## Begin Page

Commenting at a slightly higher level, although it is obviously up to the
WG whether or not to adopt this draft, the replay discussion seem good and
is typical of discussions that happen on security draft that have been
adopted. So, I would say that the current questions would not, by most WGs,
be considered a bar to acceptance.

I have attempted to review the draft. It seems clear that a lot of work
went into but it is very wordy and also has a lot of justification and
design background material that usually does not appear in an IETF protocol
specification. The "bits-on-the-wire" and any necessary state /
state-machine at the end points are usually the focus for an IETF protocol
specification.
     The draft seems to provide a lot of implementation options. For
example, quantities that can either be implemented as per-interface or
implemented per-babel-speaker -- I would have said that if there is clear
need for it sometimes being per-interface, then just specify it as always
being per-interface. It's an operator interface issue, which is mostly not
in scope for a typical protocol specification, whether or not to provide a
command to set it for all interfaces or set a default or whatever.

## End Page
## Begin Data provided

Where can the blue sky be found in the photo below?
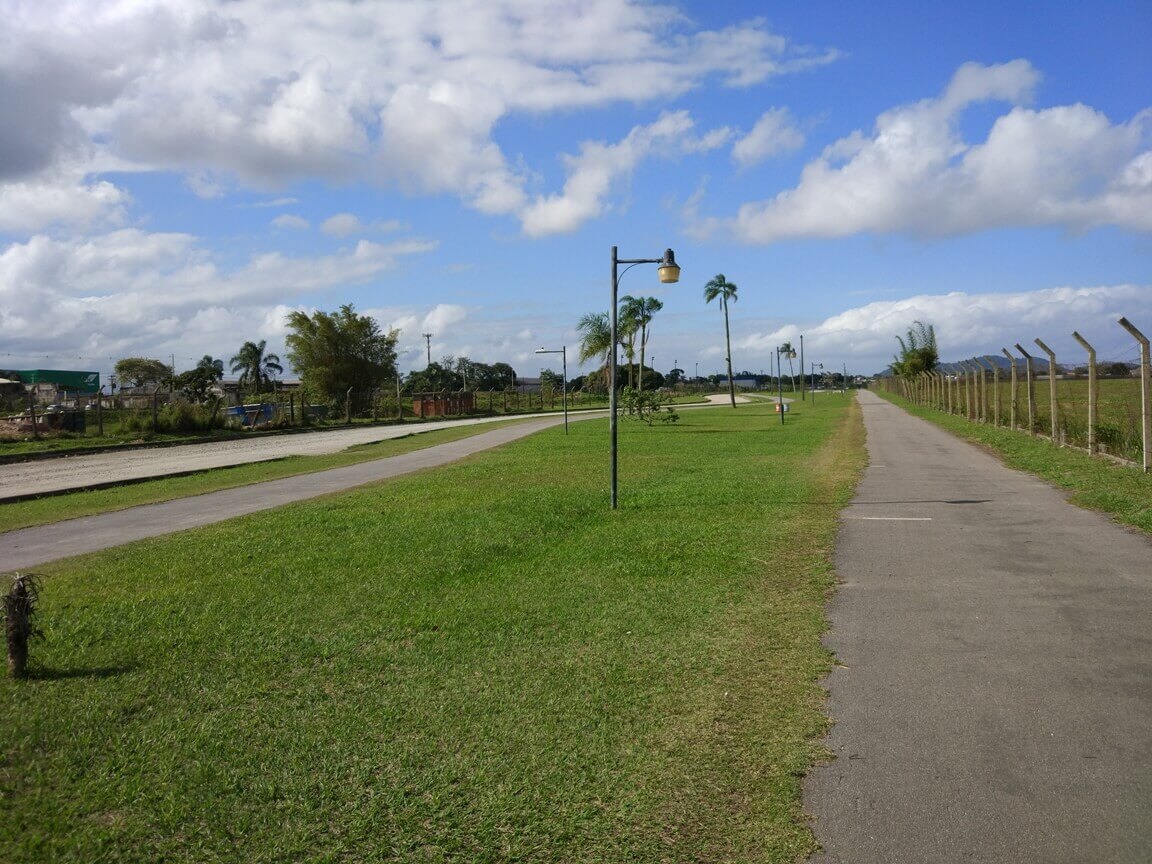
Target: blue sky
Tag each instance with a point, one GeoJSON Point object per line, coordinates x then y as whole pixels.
{"type": "Point", "coordinates": [176, 176]}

## End Data provided

*Exercise directions*: List each distinct hyphenated term that appears in the review of the draft above, counting repeated terms only once.

*Answer*:
bits-on-the-wire
state-machine
per-interface
per-babel-speaker